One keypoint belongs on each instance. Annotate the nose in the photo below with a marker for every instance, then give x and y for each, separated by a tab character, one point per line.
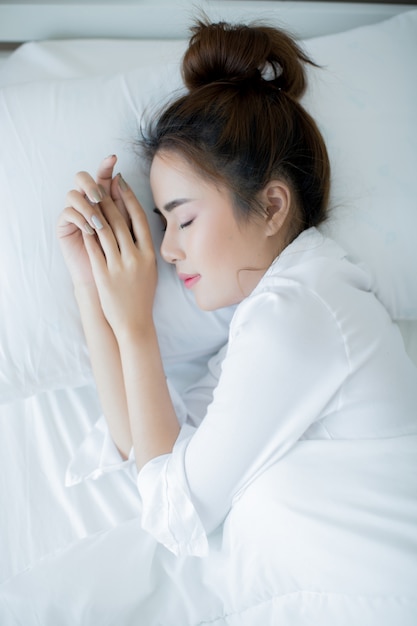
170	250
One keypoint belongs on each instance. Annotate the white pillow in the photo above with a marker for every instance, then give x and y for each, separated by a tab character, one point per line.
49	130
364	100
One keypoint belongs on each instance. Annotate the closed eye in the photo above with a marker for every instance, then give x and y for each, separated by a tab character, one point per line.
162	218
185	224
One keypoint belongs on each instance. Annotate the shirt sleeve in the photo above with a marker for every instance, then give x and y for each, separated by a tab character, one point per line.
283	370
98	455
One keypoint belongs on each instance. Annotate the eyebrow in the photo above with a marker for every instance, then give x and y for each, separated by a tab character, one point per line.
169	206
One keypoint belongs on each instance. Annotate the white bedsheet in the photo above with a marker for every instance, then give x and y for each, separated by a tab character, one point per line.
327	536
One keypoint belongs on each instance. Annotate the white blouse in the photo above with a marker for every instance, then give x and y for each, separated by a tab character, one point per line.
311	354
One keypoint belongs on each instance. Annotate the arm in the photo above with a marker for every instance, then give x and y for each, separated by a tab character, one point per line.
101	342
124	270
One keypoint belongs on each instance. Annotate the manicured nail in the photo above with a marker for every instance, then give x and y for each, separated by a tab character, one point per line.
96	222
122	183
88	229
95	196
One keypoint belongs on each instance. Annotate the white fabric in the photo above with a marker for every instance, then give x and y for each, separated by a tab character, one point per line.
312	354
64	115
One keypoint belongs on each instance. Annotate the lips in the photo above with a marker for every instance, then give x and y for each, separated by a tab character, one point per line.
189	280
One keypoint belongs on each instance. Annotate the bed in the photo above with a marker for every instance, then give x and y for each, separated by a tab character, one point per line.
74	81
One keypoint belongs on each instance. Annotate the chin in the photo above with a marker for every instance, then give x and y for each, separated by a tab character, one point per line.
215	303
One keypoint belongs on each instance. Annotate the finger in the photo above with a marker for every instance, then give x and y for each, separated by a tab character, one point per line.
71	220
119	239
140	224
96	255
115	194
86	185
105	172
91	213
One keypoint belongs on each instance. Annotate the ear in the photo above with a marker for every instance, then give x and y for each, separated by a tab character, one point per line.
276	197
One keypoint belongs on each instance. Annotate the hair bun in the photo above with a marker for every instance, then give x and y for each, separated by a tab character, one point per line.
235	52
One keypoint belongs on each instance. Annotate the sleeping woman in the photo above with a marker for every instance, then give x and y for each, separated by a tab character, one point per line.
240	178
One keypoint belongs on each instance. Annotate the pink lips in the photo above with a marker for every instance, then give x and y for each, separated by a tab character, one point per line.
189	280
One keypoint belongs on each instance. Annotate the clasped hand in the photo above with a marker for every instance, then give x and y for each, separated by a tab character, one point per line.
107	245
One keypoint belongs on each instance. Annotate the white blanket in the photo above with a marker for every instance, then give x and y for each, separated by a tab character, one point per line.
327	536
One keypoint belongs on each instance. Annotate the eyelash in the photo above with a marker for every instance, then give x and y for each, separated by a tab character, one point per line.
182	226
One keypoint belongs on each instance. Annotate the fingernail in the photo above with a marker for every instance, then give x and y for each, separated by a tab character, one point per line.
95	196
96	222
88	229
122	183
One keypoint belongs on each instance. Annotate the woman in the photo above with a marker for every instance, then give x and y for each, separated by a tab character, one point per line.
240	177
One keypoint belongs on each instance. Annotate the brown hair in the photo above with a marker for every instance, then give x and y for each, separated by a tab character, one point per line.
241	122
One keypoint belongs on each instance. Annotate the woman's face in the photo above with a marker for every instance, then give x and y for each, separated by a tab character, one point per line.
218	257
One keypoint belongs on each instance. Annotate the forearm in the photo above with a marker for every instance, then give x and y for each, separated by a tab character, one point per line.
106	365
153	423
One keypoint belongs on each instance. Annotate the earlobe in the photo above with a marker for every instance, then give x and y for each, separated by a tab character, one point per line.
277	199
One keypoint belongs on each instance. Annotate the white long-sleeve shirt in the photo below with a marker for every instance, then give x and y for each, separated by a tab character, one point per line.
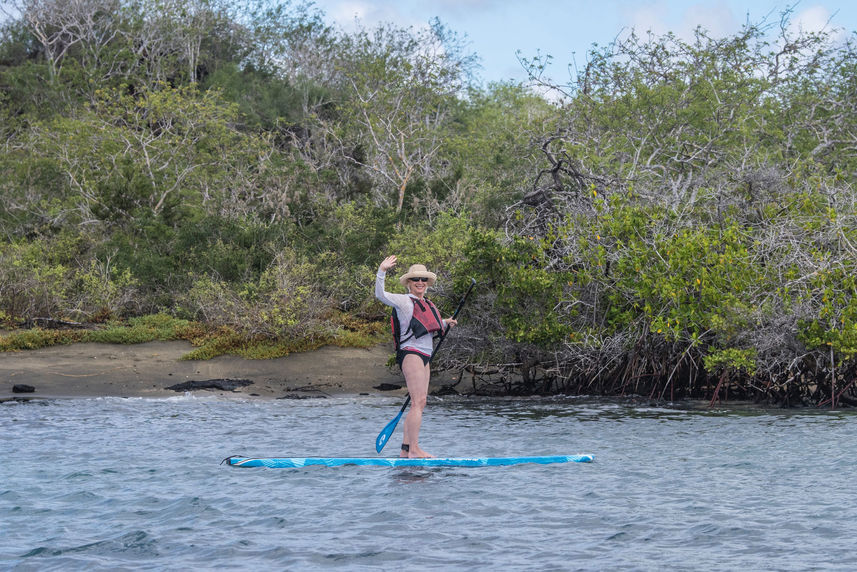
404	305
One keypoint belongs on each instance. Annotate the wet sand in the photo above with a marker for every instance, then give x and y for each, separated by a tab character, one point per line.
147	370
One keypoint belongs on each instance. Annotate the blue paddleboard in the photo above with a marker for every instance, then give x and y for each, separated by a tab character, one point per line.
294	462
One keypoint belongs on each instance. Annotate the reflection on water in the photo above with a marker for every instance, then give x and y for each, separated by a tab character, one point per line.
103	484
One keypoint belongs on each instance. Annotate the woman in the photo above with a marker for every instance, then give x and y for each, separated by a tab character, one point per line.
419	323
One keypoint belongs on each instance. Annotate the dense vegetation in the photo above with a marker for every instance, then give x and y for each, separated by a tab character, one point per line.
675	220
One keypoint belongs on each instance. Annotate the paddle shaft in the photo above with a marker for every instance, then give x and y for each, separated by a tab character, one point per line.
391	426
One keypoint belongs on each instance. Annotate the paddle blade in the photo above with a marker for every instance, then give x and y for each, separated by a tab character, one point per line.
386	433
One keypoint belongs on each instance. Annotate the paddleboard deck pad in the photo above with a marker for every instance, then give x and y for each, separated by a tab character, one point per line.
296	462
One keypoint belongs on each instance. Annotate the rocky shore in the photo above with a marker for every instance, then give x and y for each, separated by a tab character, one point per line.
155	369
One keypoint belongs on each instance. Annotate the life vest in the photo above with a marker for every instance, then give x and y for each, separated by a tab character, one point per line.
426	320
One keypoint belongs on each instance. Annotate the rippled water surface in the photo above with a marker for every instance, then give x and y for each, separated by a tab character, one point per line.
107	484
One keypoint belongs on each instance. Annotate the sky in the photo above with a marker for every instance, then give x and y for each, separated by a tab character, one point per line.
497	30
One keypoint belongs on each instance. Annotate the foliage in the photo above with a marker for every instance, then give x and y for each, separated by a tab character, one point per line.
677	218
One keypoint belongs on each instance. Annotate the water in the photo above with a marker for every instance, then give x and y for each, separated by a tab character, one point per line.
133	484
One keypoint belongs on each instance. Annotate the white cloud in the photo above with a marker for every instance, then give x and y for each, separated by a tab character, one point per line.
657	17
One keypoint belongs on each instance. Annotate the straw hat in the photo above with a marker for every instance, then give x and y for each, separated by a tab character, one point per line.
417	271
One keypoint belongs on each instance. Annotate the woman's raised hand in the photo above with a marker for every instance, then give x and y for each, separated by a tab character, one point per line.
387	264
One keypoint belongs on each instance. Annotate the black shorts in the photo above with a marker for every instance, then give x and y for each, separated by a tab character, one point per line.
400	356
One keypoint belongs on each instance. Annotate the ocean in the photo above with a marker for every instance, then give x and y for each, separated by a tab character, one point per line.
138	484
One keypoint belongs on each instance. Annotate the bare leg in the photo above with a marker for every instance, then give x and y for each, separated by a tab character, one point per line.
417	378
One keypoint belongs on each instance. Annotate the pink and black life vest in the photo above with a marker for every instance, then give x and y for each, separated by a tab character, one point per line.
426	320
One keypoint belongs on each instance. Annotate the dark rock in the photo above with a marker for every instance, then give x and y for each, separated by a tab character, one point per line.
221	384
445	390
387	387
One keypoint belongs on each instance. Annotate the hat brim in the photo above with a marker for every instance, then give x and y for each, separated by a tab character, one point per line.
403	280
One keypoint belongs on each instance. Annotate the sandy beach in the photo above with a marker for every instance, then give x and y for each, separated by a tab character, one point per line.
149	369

** Written problem **
Update all of the material above by replacing "tab character" with "single space" everywhere it appears, keeping every other word and line the same. Leave the pictures out of your answer.

** Exercise response **
One keypoint belongs on each instance. Annotate the nose in the photo below with a marker for every instance, then give x and y for each, separated by a single space, one point per line.
170	250
One keypoint belongs on each instance. Annotate the white pillow in the photo above with a marker for every instance, then give x and y for each, separated by a single space, one point per line.
49	130
364	100
One keypoint belongs on each instance. Annotate the closed eye in the photo above with a marker for every instance, then give x and y for each, separated by a single space, one point per line.
162	218
185	224
One keypoint belongs on each instance. Annotate the shirt sleeve in the photo above with a marker for every instance, then give x and y for each, separated by a single space, one point per line.
283	370
98	455
One keypoint belongs on each instance. Annotate the eyebrow in the photo above with a marker for every instance, then give x and y for each, separated by a single space, one point per line.
169	206
One keypoint belongs on each instance. Annotate the white bedsheet in the photo above with a marker for every instance, then give x and y for each, separated by a single space, one point per line.
327	536
One keypoint belongs on each instance. Annotate the white blouse in the photo above with a marker for every instance, then give x and y for each, separated by a single space, one point per line.
311	354
One keypoint belongs on each instance. Annotate the arm in the photo above with a marker for every instance, then give x and y for each, separated by a single space, one point per line.
101	342
124	270
One keypoint belongs on each instance. Annotate the manicured nail in the photo above with a marker for every instance, then give x and y for each, separated by a single space, one point per line.
96	222
122	183
88	229
95	196
One keypoint belongs on each instance. Annotate the white fabric in the photo above with a marker for every instance, then give x and y for each, separated by a single space, one point per line.
312	354
64	115
One keypoint belongs on each instance. Annotate the lips in the photo above with a marker for every instance, then give x and y for each, separated by a single space, one point per line.
189	280
One keypoint belongs on each instance. Annotate the bed in the photo above with a marker for every instance, then give x and y for each, separated by a single space, one point per line.
74	81
One keypoint belongs on each instance. Annotate the chin in the photo above with a marker for every instance, then give x and y for each, separated by a single space, one point per line.
215	303
One keypoint belongs on each instance. Annotate the finger in the photo above with a marker for every instance, then give x and y for each, separated by a single space, one point per line.
71	220
119	239
140	224
96	255
115	194
86	185
105	172
91	213
One keypoint belongs on each instance. Annotate the ear in the photo above with a marker for every instance, then give x and y for each, separated by a single space, one point per line.
276	197
One keypoint belongs on each instance. Annotate the hair bun in the photo above with a marker for every instance, then give x and y for each, separated by a single space, one point per line.
235	52
One keypoint belongs on each instance. Annotate the sleeping woman in the photo above with a marker for every instance, then give x and y for each, separated by a single space, one point per line.
240	178
One keypoint belongs on each instance. Annotate the pink lips in the photo above with a marker for every instance, then give x and y for each, separated by a single space, one point per line.
189	280
One keypoint belongs on each instance. Annotate the clasped hand in the photo above with a marker for every instance, then give x and y for each, separated by a single space, one point per line.
107	245
One keypoint belongs on each instance. Annotate the white blanket in the photo above with a marker for every instance, then give x and y for each, separated by a single space, one point per line.
327	536
One keypoint belongs on each instance. Annotate the eyelash in the photo above with a marker for every instance, then give x and y for each, separated by a single space, one point per line.
182	226
One keypoint belongs on each instance. Annotate the fingernail in the photo above with a marker for every instance, then give x and y for each, separated by a single space, one point per line.
95	196
96	222
88	229
122	183
One keypoint belongs on each instance. Annotate the woman in the photo above with a marker for every instance, then give x and y for each, separated by a single space, one point per line.
240	177
One keypoint belongs on each instance. Annotate the brown hair in the photo above with a marker for every instance, then give x and y for each, separated by a single space, one point per line.
241	122
One keypoint belongs on each instance. Annotate the woman's face in the photo above with a marker for every instance, then give x and y for each, separated by a single space, one point per line.
218	257
One keypoint belongs on each instance. Annotate the forearm in the photo above with a marker for every instance, then give x and y for each, separated by a single space, one point per line.
106	365
153	423
One keypoint belongs on each instance. Annotate the earlobe in the photo above with a marker for every instance, then give x and y for each, separated by a single space, one point per line.
277	199
One keypoint belongs on each instance. Annotate the white long-sleeve shirt in the photo below with a marker for every instance, then give x and y for each, separated by a single space, one point per line.
404	305
One keypoint belongs on each instance. Annotate the wet sand in the photo above with a marker for every instance, then give x and y for each, separated by a single space, one point per line.
147	370
One keypoint belongs on each instance. Annotate the blue paddleboard in the photo above with a marker for every instance, then give x and y for each, separated by a single space, one point per line.
294	462
One keypoint belongs on each instance. Annotate the reflection on water in the photo above with a marker for every instance, then give x and y for each, separated by a single space, one point per line.
103	484
One keypoint belongs on each instance. Annotate the woman in the photo above with a marker for every instance, then give x and y for each, separated by a single space, one point per line.
419	323
One keypoint belongs on each instance. Annotate the dense vegetation in the photo above with a marker for every instance, then give x and y for each, separated by a single space, one point per line.
675	220
One keypoint belongs on each instance. Annotate the paddle shaft in the photo above with a marker for every instance, then give x and y for each, separated by a single space, one point per line.
391	426
One keypoint belongs on each instance. Annotate the paddle blade in the photo above with a marker for every instance, then give x and y for each, separated by a single space, one point per line.
386	433
One keypoint belongs on each instance. Annotate the paddleboard deck pad in the photo above with a marker for every instance, then give x and y for each, separated by a single space, one point per line.
296	462
One keypoint belongs on each instance. Annotate the rocky shore in the photo above with a marker for every instance, then give x and y for each, separated by a single space, one point per line.
155	369
One keypoint belongs on each instance. Annotate the life vest in the photo above with a marker for every instance, then give x and y for each, separated by a single space, one point per line.
426	320
One keypoint belongs on each instance. Annotate the rippled water surface in the photo above with a marker for every instance, then give x and y for each, separated by a single space, one point per line.
107	484
One keypoint belongs on each instance. Annotate the sky in the photo above with a marker for every instance, then give x and y for each, separated by a single space, one point per line.
497	30
One keypoint belongs on each instance. Annotate the foliage in the photo above with a marker for every instance, then give x and y for each, separated by a single space, one point per line.
677	218
One keypoint belongs on each instance. Annotate the water in the photo above with a marker for every instance, then give x and y for each, separated by a single space, one point per line.
133	484
One keypoint belongs on each instance. Annotate the white cloud in the photo above with a marker for every instance, then give x and y for each, separated by a single space, one point per line.
657	17
One keypoint belongs on each instance. Annotate the straw hat in the photo above with a marker for every instance, then give x and y for each, separated by a single space, one point per line.
417	271
One keypoint belongs on each instance. Annotate the woman's raised hand in the photo above with a marker for every instance, then give x and y for each, separated by a single space, one point per line.
387	264
One keypoint belongs on each instance. Annotate the black shorts in the photo above with a marker for every instance, then give x and y for each, separated by a single space, one point per line.
400	356
One keypoint belongs on each instance. Annotate the ocean in the photo above with a marker for every instance, then give x and y for each, separated by a single space, one point per line.
138	484
One keypoint belongs on each instance. Annotate the bare leg in the photo above with a marker for every instance, then give x and y for each, separated by a single space, one point per line.
417	378
One keypoint belongs on each instance. Annotate the pink and black life vest in the photo above with a marker for every instance, then give x and y for each, separated by a single space, one point per line.
426	320
One keypoint belongs on each instance. Annotate the dark rock in the photo above with a marker for every instance, then give x and y for each, separated by a single space, one point per line.
221	384
445	390
387	387
One keypoint belongs on each instance. Annotate the hat brim in the photo above with a marker for every instance, then give x and y for each, separated by a single space, one point per line.
403	280
One keypoint belongs on each instance. Annotate the sandy beach in the photo above with a marker for every instance, then give x and y for each, separated by a single space, one point per line.
149	369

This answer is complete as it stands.